[Referring expression data]
>>>

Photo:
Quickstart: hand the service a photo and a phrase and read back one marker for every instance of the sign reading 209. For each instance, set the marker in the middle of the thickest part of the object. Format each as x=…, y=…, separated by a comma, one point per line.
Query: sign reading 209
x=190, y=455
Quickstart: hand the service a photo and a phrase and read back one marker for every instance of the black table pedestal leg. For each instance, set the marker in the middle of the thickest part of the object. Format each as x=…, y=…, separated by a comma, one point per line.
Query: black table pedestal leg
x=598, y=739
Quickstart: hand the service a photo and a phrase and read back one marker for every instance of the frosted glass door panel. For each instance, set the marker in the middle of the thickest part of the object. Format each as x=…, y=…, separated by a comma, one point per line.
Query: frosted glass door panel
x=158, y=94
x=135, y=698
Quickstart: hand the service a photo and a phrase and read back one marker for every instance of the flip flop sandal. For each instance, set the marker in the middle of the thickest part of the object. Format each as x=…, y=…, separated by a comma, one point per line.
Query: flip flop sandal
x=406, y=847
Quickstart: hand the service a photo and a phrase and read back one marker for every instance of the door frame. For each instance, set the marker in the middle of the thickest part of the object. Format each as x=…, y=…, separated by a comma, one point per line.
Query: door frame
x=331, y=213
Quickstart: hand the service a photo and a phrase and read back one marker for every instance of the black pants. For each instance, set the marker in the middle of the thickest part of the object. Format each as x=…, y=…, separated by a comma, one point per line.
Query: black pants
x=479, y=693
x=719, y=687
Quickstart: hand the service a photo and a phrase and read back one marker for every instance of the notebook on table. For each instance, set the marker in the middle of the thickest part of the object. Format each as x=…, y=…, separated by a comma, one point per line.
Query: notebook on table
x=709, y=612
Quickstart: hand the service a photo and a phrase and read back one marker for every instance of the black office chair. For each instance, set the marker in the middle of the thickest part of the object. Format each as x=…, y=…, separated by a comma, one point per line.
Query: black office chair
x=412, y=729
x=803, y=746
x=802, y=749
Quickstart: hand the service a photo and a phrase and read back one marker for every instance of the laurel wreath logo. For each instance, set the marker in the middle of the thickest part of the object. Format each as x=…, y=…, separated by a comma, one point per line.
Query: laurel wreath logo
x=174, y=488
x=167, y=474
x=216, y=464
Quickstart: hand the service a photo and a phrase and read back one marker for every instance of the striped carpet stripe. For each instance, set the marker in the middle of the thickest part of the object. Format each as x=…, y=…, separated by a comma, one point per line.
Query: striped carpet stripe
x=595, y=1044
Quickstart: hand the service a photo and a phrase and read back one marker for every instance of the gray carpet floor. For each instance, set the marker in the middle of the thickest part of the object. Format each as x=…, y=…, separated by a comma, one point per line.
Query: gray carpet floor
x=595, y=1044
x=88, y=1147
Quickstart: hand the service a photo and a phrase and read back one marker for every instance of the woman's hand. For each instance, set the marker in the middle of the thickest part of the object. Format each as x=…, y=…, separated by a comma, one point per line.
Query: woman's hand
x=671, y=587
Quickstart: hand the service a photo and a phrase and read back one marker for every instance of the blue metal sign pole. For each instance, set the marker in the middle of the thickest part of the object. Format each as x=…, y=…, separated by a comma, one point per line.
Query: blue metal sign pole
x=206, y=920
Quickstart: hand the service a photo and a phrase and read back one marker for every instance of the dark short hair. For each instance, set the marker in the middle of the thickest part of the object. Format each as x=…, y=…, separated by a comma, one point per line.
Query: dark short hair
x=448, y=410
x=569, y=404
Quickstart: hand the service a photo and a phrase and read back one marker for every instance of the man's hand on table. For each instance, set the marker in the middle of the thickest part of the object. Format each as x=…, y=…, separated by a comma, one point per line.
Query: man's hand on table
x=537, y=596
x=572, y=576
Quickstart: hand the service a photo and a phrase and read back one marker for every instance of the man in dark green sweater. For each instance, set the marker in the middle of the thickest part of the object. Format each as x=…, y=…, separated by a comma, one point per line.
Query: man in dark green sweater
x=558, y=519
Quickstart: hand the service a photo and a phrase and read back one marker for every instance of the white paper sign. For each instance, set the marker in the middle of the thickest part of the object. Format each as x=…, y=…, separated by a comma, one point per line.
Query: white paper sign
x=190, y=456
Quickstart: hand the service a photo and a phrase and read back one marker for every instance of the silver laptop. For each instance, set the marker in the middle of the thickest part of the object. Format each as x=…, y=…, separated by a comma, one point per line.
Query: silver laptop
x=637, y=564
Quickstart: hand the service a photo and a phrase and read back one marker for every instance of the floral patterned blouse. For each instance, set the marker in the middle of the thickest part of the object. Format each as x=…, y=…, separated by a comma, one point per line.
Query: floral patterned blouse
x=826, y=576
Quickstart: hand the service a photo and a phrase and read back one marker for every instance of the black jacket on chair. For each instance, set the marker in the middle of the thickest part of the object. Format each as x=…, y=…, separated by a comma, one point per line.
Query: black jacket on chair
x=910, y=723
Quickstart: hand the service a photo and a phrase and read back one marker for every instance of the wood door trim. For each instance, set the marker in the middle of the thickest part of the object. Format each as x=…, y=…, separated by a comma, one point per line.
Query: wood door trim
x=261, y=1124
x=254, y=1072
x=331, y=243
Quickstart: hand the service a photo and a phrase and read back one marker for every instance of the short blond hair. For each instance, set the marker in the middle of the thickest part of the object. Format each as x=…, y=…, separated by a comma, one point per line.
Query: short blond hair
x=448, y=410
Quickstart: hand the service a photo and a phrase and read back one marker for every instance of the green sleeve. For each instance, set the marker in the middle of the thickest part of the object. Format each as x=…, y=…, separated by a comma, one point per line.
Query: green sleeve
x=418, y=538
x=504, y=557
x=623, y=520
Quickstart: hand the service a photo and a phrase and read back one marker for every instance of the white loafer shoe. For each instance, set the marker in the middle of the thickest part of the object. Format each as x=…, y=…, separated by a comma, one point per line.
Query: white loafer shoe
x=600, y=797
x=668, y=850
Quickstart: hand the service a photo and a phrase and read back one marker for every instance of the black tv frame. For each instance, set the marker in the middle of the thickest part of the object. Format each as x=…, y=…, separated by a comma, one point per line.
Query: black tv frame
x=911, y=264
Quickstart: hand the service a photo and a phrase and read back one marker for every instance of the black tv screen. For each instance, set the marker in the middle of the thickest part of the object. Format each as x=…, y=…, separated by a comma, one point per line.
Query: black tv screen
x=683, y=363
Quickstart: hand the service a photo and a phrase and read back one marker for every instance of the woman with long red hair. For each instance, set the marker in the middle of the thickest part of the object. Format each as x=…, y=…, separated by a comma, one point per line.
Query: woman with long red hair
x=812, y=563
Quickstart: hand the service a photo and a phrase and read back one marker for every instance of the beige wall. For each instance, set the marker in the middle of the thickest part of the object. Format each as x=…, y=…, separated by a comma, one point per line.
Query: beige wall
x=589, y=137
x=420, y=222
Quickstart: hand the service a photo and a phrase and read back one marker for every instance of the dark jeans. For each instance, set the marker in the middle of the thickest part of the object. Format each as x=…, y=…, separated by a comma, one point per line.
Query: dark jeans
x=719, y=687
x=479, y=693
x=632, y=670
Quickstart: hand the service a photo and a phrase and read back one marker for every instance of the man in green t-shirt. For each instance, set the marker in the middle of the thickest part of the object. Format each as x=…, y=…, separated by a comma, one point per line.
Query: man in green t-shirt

<<<

* **ABOUT THIS EXERCISE**
Reproduce each entry from the records above, character for character.

* **WRITTEN SOLUTION**
Photo:
Quickstart: hand the service a photo and a phrase and read back one marker for every instance of the sign reading 209. For each instance, set the marker in the middle of the thickest part of the object. Format each as x=…, y=…, separated by a comma, one point per line.
Query: sign reading 209
x=190, y=455
Quickstart: hand the service a photo and a phrase and read back one marker for every instance of the black table pedestal leg. For each instance, set the marker in the middle of the thickest part of the object. Format each as x=…, y=…, separated by a comma, one point per line.
Query: black table pedestal leg
x=598, y=739
Quickstart: hand the service a photo and a phrase and read back one marker for every instance of the frosted glass door panel. For each instance, set the marker in the middle of the thickest part of the object. Format each as x=…, y=…, separated by a comma, one point per line.
Query: frosted glass door panel
x=158, y=94
x=135, y=698
Quickstart: hand the service a photo and a phrase and read back one marker for every instance of the flip flop sandal. For each instance, set the marker in the middle of the thickest part of the object. Format each as x=…, y=…, separated by a comma, one point per line.
Query: flip flop sandal
x=406, y=847
Quickstart: hand the service a photo and a phrase and read back one marker for every instance of the door frame. For each instance, set the marker in the middle of the thickest part of the object. Format each as x=…, y=…, separated by a comma, one point per line.
Query: door frame
x=331, y=213
Quickstart: hand the service a photo and a phrase and read back one marker for every instance of the black pants. For each instance, set the marker in the middle of the thickest part of the object. Format each as x=…, y=…, separated by a comma, one point per line.
Query: black pants
x=479, y=693
x=719, y=687
Quickstart: hand the service a photo and a phrase and read back one marker for every instance of the notebook on table. For each instance, set the marker in the middle of the thickest part of the object. Format each as x=…, y=…, separated by a comma, one point per line.
Query: notebook on table
x=709, y=612
Quickstart: hand the service a photo and a phrase and read back one marker for every instance of the black office chair. For each instance, set the marker in the middle of the thickest part of the object. Format each as x=…, y=…, separated by a comma, one point per line.
Query: black office chair
x=412, y=729
x=803, y=746
x=802, y=749
Quickstart: hand the service a photo and a phrase and read back one marker for every instance of the laurel wreath logo. For each instance, set the marker in the middle of the thickest part of the object. Format each as x=…, y=…, separated by a comma, one point per line.
Query: laurel wreath logo
x=174, y=488
x=167, y=474
x=216, y=464
Quickstart: hand the service a photo and a phrase and read back one marker for every instance of the striped carpet stripe. For each instance, set the marker in the middle of the thickest part of the object. Format each as x=…, y=…, separated by a comma, one point per line.
Query: striped carpet stripe
x=595, y=1044
Quickstart: hand the service a photo and a phrase and read back one marker for every instance of the gray carpet floor. For each instance, set the marker in the middle of the thickest part of the object. Format each as x=…, y=…, separated by a comma, one point per line.
Query: gray carpet floor
x=595, y=1044
x=88, y=1147
Quickstart: hand the service a photo and a phrase and read back one marker for every instance of the woman's hand. For each instance, set the marker in the middle of the thickest part of the object. Format each as x=…, y=…, separated by a comma, one point per line.
Query: woman's hand
x=671, y=587
Quickstart: hand the service a photo and a phrase and read back one marker for every instance of the blue metal sign pole. For each instance, set the marker in the middle of the thickest part of the object. Format each as x=…, y=…, separated by a comma, one point per line.
Query: blue metal sign pole
x=206, y=920
Quickstart: hand the service a photo and a phrase and read back one marker for every instance of the dark short hair. For each instance, set the marker in the middle of the thickest part of the object. Format each as x=…, y=…, separated by a comma, one point per line.
Query: dark short hair
x=448, y=410
x=569, y=404
Quickstart: hand the service a photo and a phrase and read back one marker for every instance of the man's hand on table. For each instance, set the marker in the middle of the thickest part of the object. Format each as x=…, y=…, separated by a comma, one point per line.
Query: man's hand on table
x=537, y=596
x=572, y=576
Quickstart: hand the service a photo and a phrase and read back one marker for every instance of the man in dark green sweater. For each instance, set the marker in the middle of the thickest part of the object. Format each as x=…, y=…, separated by a comma, one point per line.
Query: man in dark green sweater
x=558, y=519
Quickstart: hand the service a photo and a phrase and read back one marker for every instance of the white paper sign. For each instance, set the marker in the middle of the thickest part of the object. Format each as x=…, y=…, separated by a comma, one point per line.
Query: white paper sign
x=190, y=456
Quickstart: hand the service a photo and a phrase and read back one marker for every instance of the silver laptop. For each instance, set the marker in the middle of the thickest part of the object. Format each as x=…, y=…, separated by a comma, one point per line.
Query: silver laptop
x=637, y=564
Quickstart: hand the service a photo and a phrase and read back one marker for every instance of the floral patterned blouse. For each instance, set the marker in the middle of the thickest part of the object. Format each as x=…, y=…, separated by a comma, one point per line.
Query: floral patterned blouse
x=826, y=576
Quickstart: hand the service a photo and a phrase and read back one marker for every instance of the black jacket on chair. For each instance, set the marker in the middle of the thickest part of the object. Format each as x=…, y=…, separated by a comma, one point per line.
Query: black jacket on chair
x=910, y=723
Quickstart: hand the service a photo and a phrase and read back one marker for every instance of the wood door trim. For each instance, set the marker in the middle of the thickest part of the object. Format each as x=…, y=…, separated by a comma, one point per line.
Query: wood door trim
x=261, y=1124
x=254, y=1072
x=331, y=243
Quickstart: hand the service a photo and a phrase and read back one marker for every instance of the short blond hair. For each instance, set the marker in the middle of the thickest part of the object. Format each as x=…, y=…, separated by a comma, one point per line.
Query: short blond hair
x=448, y=410
Quickstart: hand the service a photo and a phrase and read back one marker for every instance of the green sleeve. For each instance, set the marker in the middle of the thickest part of the object. Format each as x=…, y=…, separated by a comma, one point per line.
Query: green sleeve
x=418, y=538
x=504, y=557
x=623, y=520
Quickstart: hand the service a photo and a phrase and read back one marker for every instance of the white loafer shoe. For each instance, set the marker in the middle of the thickest part of the object. Format each as x=…, y=…, separated by a comma, one point per line.
Query: white loafer shoe
x=600, y=797
x=668, y=850
Quickstart: hand the service a photo and a phrase and read back one marker for every instance of the black tv frame. For each instance, set the marker in the middle of the thickest part of the object. Format each as x=…, y=…, separated by a comma, one point per line.
Query: black tv frame
x=911, y=264
Quickstart: hand the service a photo and a phrase and read back one marker for every instance of the black tv screen. For each instance, set the marker in the middle of the thickest part of the object. Format each as x=…, y=…, separated by a comma, one point per line.
Query: black tv screen
x=683, y=363
Quickstart: hand the service a photo and a phrase and read back one marker for every instance of the woman with long red hair. For each instance, set the marker in the middle of the thickest part of the object. Format each as x=…, y=…, separated by a comma, one point per line.
Query: woman with long red hair
x=812, y=563
Quickstart: hand the service a photo and a phrase and read back one marker for every instance of the beige wall. For each instance, set the marker in the middle of the thickest part of the object. Format each as x=…, y=…, separated by a comma, one point per line.
Query: beige wall
x=589, y=137
x=420, y=222
Quickstart: hand the service a photo and a phrase and read back one marker for every instance of the dark jeans. For each instance, set the marker in the middle of the thickest part of the object. Format each as x=…, y=…, separated by a comma, one point per line.
Query: dark jeans
x=719, y=687
x=479, y=693
x=632, y=670
Quickstart: hand the service a photo and a phrase and read back one marker for every instance of the man in green t-shirt. For each instance, set the marker in the middle of the thickest part of the object. Format each as x=…, y=…, separated by a comma, one point per line.
Query: man in green t-shirt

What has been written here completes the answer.